Point localization data:
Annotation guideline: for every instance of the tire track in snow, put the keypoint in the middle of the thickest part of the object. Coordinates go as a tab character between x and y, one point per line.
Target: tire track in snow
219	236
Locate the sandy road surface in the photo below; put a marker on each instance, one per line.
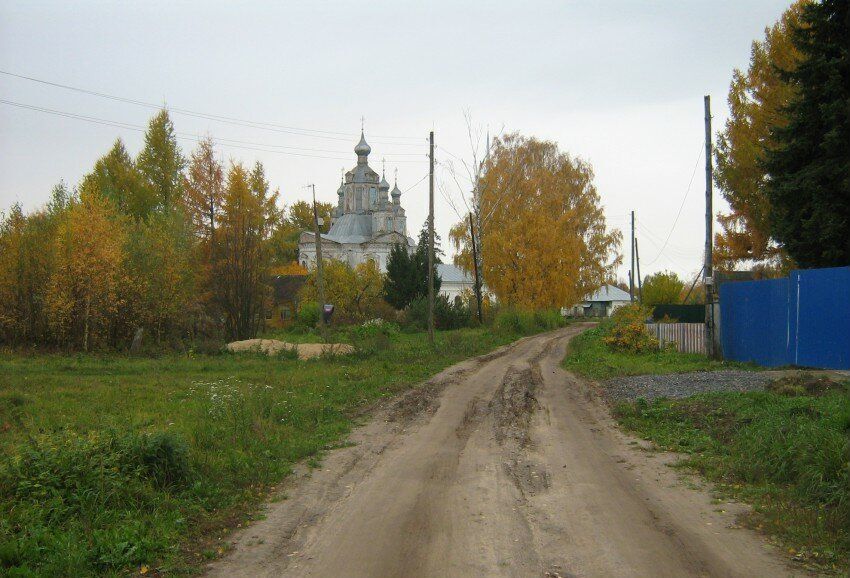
(504, 465)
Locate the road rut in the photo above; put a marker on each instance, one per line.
(504, 465)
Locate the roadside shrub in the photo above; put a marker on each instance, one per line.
(371, 328)
(103, 467)
(626, 331)
(308, 314)
(446, 315)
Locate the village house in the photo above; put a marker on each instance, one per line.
(601, 303)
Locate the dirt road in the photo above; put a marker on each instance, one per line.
(504, 465)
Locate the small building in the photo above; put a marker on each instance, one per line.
(455, 283)
(601, 303)
(285, 290)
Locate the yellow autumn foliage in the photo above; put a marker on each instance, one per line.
(544, 240)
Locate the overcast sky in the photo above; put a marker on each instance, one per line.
(618, 83)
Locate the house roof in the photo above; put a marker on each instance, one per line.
(453, 274)
(608, 293)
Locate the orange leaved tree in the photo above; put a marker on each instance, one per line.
(543, 236)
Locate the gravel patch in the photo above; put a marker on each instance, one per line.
(678, 385)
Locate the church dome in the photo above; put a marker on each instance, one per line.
(362, 148)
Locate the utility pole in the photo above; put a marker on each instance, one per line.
(320, 282)
(640, 282)
(708, 270)
(431, 239)
(632, 269)
(475, 266)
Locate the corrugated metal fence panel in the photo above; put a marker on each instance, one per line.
(688, 337)
(754, 321)
(820, 307)
(803, 320)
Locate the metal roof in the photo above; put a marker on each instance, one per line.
(609, 293)
(453, 274)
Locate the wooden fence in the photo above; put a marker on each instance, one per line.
(688, 337)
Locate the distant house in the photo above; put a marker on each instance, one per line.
(455, 282)
(285, 299)
(602, 303)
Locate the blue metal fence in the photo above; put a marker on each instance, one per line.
(802, 320)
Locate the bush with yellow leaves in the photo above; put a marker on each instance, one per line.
(626, 331)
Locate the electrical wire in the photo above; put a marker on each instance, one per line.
(316, 133)
(681, 206)
(238, 144)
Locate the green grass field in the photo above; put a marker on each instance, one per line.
(785, 450)
(788, 455)
(589, 357)
(111, 463)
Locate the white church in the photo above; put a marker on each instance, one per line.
(366, 222)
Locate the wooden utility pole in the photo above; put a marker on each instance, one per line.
(431, 239)
(475, 267)
(320, 282)
(640, 282)
(708, 270)
(632, 269)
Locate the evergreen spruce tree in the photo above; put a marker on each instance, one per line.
(421, 263)
(161, 163)
(407, 274)
(809, 168)
(400, 285)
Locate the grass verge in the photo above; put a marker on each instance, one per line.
(590, 357)
(112, 464)
(785, 450)
(788, 456)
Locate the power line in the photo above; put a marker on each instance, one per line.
(681, 206)
(238, 144)
(309, 132)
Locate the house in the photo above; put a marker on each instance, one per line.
(456, 283)
(285, 289)
(367, 221)
(601, 303)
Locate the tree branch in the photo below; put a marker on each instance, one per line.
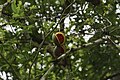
(112, 76)
(15, 73)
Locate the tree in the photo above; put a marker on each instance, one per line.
(92, 31)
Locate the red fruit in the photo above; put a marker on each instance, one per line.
(58, 51)
(59, 38)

(Problem):
Only the lines from the one with "Locate the power" through the final line of the data should be written out, exactly and including both ends. Skip the pictures.

(Response to this task):
Locate the power line in the photo above; put a marker on each instance, one per line.
(681, 206)
(238, 144)
(309, 132)
Locate the house in the photo above; put a marker on each instance, one per line.
(456, 283)
(285, 289)
(367, 221)
(601, 303)
Locate the tree branch in the photo below; put a marker on each instance, one per line.
(112, 76)
(15, 73)
Locate the tree in the photo above; put a marker on each instance, one per line.
(92, 31)
Locate the red fruit in the photo above; put a marker on each instance, one per line.
(58, 51)
(59, 38)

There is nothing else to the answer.